◆ Brief A:
Reproduce the part of the Los Angeles films text that runs from "A neo-noir, this" to "(Penelope Spheeris, 1981)".
◆ Brief B:
Using the Los Angeles films text, answer these questions:
(i) Who directed The Decline of Western Civilization, and in what year?
(ii) What does that film mix with concert footage from punk bands?
(iii) Which decades does the trilogy it begins examine?

◆ Page text:
=-=-=

A neo-noir, this film portrays Los Angeles as a dark place filled with shady dealings. It is a place where corruption thrives and informed people are virtually powerless to stop it.
6. The Decline of Western Civilization (Penelope Spheeris, 1981)
Penelope Spheeris’ rockumentary documents the L.A. punk scene during the late 1970s and early 1980s. The film mixes concert footage from a variety of punk bands (such as X, Black Flag, Circle Jerks, and Fear) with interviews with the bands, club owners, record owners, and locals analyzing the punk scene.
This film is the first part of a trilogy of documentaries examining the emergence of various rock music coming from Los Angeles in the 1980s through 1990s. It acts as a time capsule of the budding hardcore punk scene in Los Angeles as it records the wild performers and audience members. During the time, hardcore punk did not receive much coverage in magazines or on the radio, perhaps due to its controversial, rebellious content.

=-=-=

◆ Information provided:

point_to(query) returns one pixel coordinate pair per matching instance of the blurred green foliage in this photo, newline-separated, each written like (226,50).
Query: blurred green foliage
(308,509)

=-=-=

◆ Response A:
A neo-noir, this film portrays Los Angeles as a dark place filled with shady dealings. It is a place where corruption thrives and informed people are virtually powerless to stop it.
6. The Decline of Western Civilization (Penelope Spheeris, 1981)

◆ Response B:
(i) Penelope Spheeris, 1981.
(ii) Interviews with the bands, club owners, record owners, and locals analyzing the punk scene.
(iii) The 1980s through 1990s.